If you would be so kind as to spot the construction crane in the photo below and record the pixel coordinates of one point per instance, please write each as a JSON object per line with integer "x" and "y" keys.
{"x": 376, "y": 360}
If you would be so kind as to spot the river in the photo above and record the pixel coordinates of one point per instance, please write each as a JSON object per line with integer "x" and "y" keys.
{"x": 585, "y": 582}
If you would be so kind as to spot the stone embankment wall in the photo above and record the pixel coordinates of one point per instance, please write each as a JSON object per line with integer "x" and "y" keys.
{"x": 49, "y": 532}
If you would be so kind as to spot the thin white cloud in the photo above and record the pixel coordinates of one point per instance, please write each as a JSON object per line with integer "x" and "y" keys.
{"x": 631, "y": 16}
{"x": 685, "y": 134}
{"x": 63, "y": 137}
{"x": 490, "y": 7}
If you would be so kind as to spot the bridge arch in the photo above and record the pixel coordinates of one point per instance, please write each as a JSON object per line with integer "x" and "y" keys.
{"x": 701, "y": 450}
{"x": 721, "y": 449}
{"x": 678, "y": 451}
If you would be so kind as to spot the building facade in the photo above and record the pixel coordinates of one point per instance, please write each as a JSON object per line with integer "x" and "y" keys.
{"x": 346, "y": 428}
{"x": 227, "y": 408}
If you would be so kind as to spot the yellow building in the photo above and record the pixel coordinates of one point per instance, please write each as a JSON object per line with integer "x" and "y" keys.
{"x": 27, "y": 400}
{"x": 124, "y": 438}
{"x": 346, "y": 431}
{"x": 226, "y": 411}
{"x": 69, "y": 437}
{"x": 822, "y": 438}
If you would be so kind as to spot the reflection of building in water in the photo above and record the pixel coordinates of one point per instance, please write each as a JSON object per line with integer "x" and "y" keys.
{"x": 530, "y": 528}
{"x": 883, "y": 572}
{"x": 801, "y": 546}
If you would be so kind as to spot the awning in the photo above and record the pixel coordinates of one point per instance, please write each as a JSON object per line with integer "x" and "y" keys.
○ ○ ○ ○ ○
* Problem to work on: An exact copy of all the entries above is what is needed.

* Finished task:
If you would be so kind as to spot the construction crane in the photo below and record the pixel coordinates of one point per instance, please write each as a JSON object per line with integer "x" and "y" keys.
{"x": 376, "y": 360}
If you would be so kind as to spot the river in the photo above and record the pixel coordinates of one point per instance, please write each as a JSON object per line with integer "x" and "y" keys.
{"x": 585, "y": 582}
If you would be so kind as to spot the stone embankment wall in the photo above and record the pixel coordinates of one point per instance, please write each as a JSON object per line with integer "x" and "y" keys.
{"x": 49, "y": 532}
If you would be so kind as to spot the thin white cloud in the photo above and record the pixel coordinates of one point per instance, please write each as a JSON object per line with integer "x" and "y" keys.
{"x": 631, "y": 16}
{"x": 685, "y": 134}
{"x": 63, "y": 137}
{"x": 490, "y": 7}
If you would be so kind as to spot the bridge arch in the photo above and record the pixel coordinates of one point per instance, please write each as a JSON object per line with integer "x" and "y" keys.
{"x": 701, "y": 450}
{"x": 721, "y": 449}
{"x": 678, "y": 451}
If you would be so kind as to spot the building facade in the photo above and record the pixel coordinates of one point per instance, please write each as a JSON object per line with integer "x" and "y" keys.
{"x": 346, "y": 428}
{"x": 227, "y": 408}
If you would be so kind as to spot the yellow building in the photo above and record the pixel coordinates of one point per instance, please write each as a JSON object per line with integer "x" and "y" keys.
{"x": 27, "y": 400}
{"x": 124, "y": 438}
{"x": 346, "y": 431}
{"x": 226, "y": 411}
{"x": 69, "y": 437}
{"x": 822, "y": 438}
If you would be so kind as to spot the reflection of building in water in the photo above and record the pixel coordinates of one point per instance, please write each as a JSON object per line with integer "x" and "y" keys.
{"x": 530, "y": 528}
{"x": 883, "y": 572}
{"x": 801, "y": 546}
If you would be so kind as to spot the awning in the photo above and record the pixel coordinates of one point per instance, please write each as a JSON object per line with integer "x" and "y" keys.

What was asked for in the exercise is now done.